PAGE TEXT →
LONDON: British Prime Minister Tony Blair said on Tuesday that he would continue to fly to faraway vacation spots, even though air travel is increasingly being targeted in the fight against global warming.
"I personally think these things are a bit impractical actually to expect people to do that," Blair said in an interview with Sky News television, less than a week after returning from a vacation in the US state of Florida.
"I think that what we need to do is to look at how you make air travel more energy efficient, how you develop the new fuels that will allow us to burn less energy and emit less," the prime minister said. "How, for example, in the new frames for the aircraft, they are far more energy efficient," he said.
He doubted other politicians would make what he called an unrealistic sacrifice. "You know, I'm still waiting for the first politician who's actually running for office who's going to come out and say it - and they're not," he said. "It's like telling people you shouldn't drive anywhere."
He warned that people had to make reasonable sacrifices in order not to be completely turned off tackling climate change. "Britain is two percent of the world's emissions," he said. "We shut down all of Britain's emissions tomorrow, the growth in China will make up the difference within two years," he said.

Natural language descriptions of regions
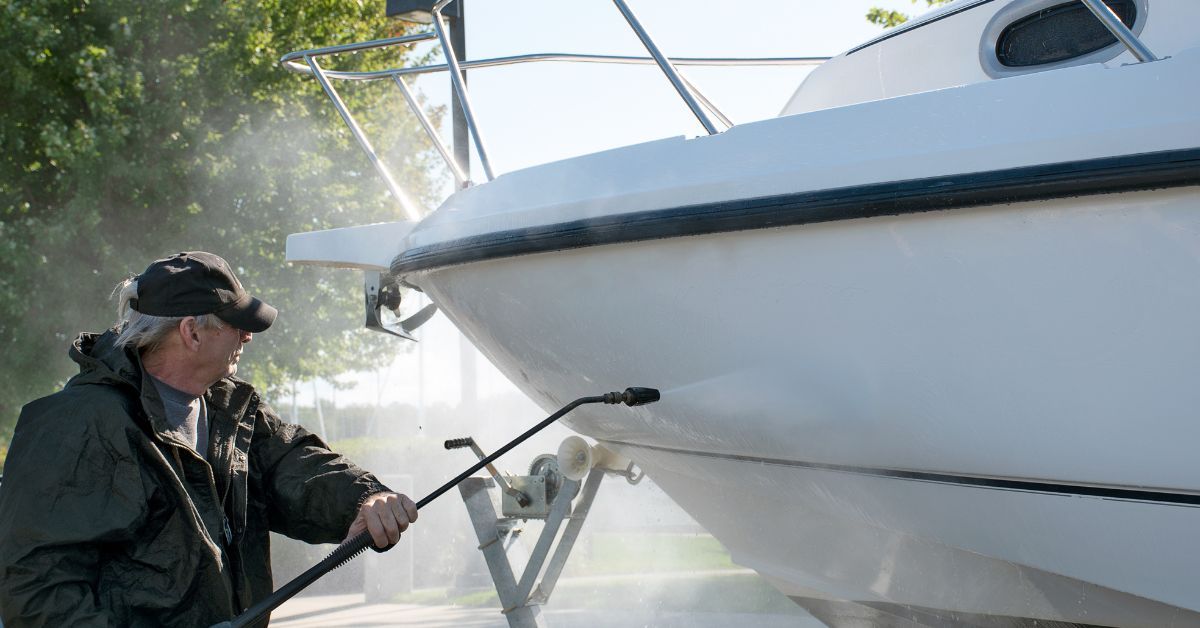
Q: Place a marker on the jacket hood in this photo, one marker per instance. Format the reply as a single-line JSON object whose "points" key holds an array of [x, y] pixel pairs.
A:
{"points": [[101, 362]]}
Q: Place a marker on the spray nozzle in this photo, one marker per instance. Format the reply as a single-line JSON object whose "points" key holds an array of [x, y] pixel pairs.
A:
{"points": [[634, 396]]}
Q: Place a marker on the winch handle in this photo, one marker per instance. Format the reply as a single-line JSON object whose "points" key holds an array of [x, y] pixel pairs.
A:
{"points": [[352, 548]]}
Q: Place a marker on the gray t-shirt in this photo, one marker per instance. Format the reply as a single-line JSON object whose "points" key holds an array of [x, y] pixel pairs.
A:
{"points": [[186, 414]]}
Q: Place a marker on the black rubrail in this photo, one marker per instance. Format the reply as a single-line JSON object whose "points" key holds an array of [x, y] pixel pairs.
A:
{"points": [[1146, 171]]}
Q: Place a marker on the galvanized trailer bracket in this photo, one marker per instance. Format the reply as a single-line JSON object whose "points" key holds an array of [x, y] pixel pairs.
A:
{"points": [[521, 599]]}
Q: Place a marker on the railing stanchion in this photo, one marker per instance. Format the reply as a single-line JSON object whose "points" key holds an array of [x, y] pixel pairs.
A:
{"points": [[406, 203], [1120, 30], [667, 69], [460, 88], [460, 177]]}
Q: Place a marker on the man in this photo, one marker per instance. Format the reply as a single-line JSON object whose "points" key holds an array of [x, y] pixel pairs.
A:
{"points": [[142, 494]]}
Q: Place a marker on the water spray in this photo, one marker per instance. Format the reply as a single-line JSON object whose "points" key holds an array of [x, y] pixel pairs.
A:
{"points": [[352, 548]]}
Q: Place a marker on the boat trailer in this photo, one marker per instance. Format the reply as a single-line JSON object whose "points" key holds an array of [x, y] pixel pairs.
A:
{"points": [[576, 464], [546, 494]]}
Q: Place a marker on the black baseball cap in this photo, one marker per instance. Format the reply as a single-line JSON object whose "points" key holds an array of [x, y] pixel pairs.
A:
{"points": [[195, 283]]}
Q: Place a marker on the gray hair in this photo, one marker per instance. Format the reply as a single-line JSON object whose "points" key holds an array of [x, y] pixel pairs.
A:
{"points": [[142, 332]]}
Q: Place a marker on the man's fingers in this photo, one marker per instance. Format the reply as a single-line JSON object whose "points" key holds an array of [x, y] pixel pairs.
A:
{"points": [[409, 507], [399, 514], [383, 528]]}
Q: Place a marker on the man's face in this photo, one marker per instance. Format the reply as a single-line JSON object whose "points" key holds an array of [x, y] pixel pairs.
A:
{"points": [[221, 350]]}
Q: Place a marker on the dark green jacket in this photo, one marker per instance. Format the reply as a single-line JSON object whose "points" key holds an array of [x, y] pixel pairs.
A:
{"points": [[106, 519]]}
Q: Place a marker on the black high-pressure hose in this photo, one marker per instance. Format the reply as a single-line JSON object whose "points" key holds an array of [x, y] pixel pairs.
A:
{"points": [[352, 548]]}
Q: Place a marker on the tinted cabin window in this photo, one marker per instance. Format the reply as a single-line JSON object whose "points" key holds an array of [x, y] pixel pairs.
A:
{"points": [[1060, 33]]}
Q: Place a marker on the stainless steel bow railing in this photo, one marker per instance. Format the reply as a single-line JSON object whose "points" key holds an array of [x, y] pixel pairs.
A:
{"points": [[305, 61]]}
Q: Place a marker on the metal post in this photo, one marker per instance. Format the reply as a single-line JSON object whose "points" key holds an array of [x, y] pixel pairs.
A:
{"points": [[461, 136], [406, 203], [667, 69], [491, 543], [570, 534], [1119, 30], [538, 556], [453, 162], [460, 88]]}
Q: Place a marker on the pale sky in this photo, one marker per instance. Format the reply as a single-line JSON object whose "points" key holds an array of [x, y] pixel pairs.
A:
{"points": [[543, 112]]}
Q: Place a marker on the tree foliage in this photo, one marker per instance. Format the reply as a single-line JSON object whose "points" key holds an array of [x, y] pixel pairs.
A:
{"points": [[889, 18], [133, 130]]}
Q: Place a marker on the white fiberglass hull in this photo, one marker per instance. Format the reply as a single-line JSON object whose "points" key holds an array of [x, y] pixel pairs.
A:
{"points": [[837, 396], [928, 354]]}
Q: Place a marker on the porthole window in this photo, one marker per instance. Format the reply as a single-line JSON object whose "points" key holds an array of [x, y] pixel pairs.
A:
{"points": [[1037, 35], [1059, 33]]}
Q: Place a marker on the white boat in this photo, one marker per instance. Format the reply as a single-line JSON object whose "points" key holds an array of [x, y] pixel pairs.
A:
{"points": [[927, 341]]}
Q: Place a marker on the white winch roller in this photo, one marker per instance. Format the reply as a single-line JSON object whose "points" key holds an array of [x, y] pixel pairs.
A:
{"points": [[576, 458]]}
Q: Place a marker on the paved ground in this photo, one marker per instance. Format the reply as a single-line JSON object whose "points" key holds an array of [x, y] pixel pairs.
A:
{"points": [[352, 611]]}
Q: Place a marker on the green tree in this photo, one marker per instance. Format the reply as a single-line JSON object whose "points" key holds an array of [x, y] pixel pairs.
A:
{"points": [[889, 18], [133, 130]]}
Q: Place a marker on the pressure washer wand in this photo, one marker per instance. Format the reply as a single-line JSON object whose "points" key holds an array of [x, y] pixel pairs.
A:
{"points": [[352, 548]]}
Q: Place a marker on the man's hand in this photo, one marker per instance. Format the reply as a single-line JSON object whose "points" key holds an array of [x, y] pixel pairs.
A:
{"points": [[384, 515]]}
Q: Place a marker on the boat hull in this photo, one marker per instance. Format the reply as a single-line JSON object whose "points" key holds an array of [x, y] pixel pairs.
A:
{"points": [[985, 410]]}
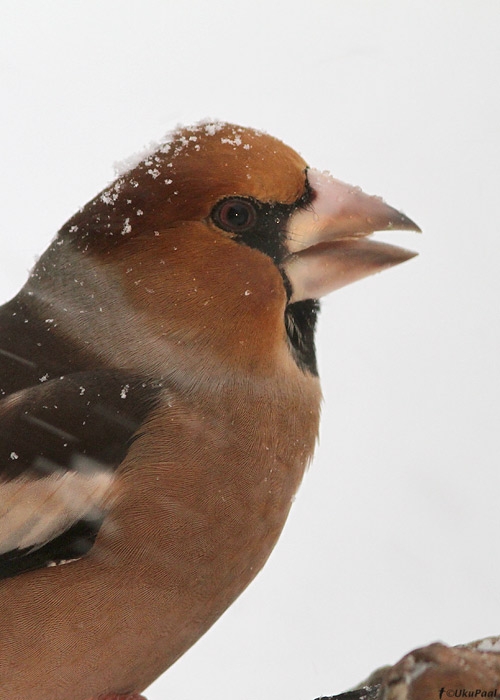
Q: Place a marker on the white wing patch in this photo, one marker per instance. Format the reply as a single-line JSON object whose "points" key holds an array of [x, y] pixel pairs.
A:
{"points": [[34, 511]]}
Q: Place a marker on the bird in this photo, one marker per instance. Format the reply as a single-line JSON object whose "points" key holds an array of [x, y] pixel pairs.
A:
{"points": [[160, 400]]}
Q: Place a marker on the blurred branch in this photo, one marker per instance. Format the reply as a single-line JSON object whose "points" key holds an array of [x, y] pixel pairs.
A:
{"points": [[436, 672]]}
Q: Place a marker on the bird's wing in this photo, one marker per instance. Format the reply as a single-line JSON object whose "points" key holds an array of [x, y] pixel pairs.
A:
{"points": [[60, 443]]}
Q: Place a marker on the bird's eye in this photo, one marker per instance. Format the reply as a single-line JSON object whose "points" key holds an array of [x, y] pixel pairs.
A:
{"points": [[235, 215]]}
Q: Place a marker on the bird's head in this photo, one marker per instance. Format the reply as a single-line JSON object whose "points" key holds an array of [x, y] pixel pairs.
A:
{"points": [[224, 237]]}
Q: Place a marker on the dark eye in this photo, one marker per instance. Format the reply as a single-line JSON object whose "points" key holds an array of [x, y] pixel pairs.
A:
{"points": [[235, 215]]}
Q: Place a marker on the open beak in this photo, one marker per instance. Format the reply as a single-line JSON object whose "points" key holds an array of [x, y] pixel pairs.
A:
{"points": [[328, 241]]}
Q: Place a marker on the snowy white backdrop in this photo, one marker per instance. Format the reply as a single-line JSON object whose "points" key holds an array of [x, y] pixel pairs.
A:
{"points": [[392, 540]]}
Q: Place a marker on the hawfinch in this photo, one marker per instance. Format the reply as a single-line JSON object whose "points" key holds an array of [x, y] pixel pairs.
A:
{"points": [[159, 403]]}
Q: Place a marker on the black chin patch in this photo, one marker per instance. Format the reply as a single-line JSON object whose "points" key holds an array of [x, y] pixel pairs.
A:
{"points": [[300, 324]]}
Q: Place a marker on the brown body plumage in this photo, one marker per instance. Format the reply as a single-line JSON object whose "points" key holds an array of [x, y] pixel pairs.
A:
{"points": [[162, 351]]}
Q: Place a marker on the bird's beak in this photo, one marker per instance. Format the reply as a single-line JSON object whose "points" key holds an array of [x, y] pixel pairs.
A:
{"points": [[327, 242]]}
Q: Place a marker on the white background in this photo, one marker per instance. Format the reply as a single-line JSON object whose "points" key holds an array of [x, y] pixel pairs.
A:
{"points": [[392, 540]]}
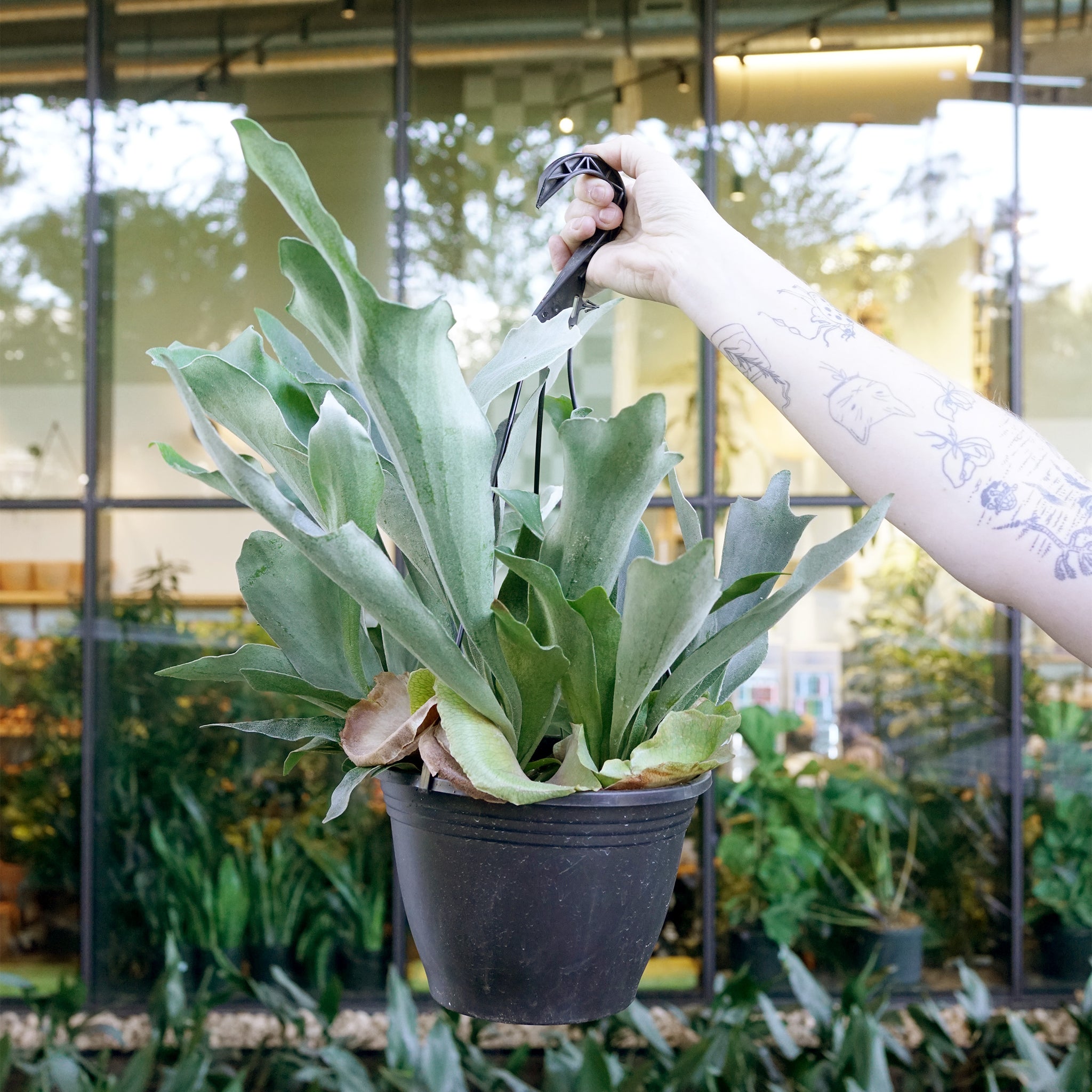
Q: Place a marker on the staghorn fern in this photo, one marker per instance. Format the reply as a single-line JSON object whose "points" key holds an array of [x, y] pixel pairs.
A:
{"points": [[516, 624]]}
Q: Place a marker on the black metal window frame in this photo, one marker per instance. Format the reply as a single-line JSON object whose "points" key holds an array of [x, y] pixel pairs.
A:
{"points": [[98, 499]]}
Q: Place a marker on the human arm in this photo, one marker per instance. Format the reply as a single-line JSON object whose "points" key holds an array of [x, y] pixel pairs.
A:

REQUIRED ACTIONS →
- a) Answer these questions from the article on Blair and air travel:
(i) From which US state had Blair recently returned from vacation?
(ii) What share of the world's emissions does Blair say Britain produces?
(iii) What does Blair compare the demand that people give up flying to?
- b) Copy out the stretch of the article on Blair and air travel from "LONDON: British Prime" through "state of Florida.".

ANSWERS BY ITEM NUMBER →
- a)
(i) Florida
(ii) Two percent
(iii) Telling people they shouldn't drive anywhere

- b)
LONDON: British Prime Minister Tony Blair said on Tuesday that he would continue to fly to faraway vacation spots, even though air travel is increasingly being targeted in the fight against global warming.
"I personally think these things are a bit impractical actually to expect people to do that," Blair said in an interview with Sky News television, less than a week after returning from a vacation in the US state of Florida.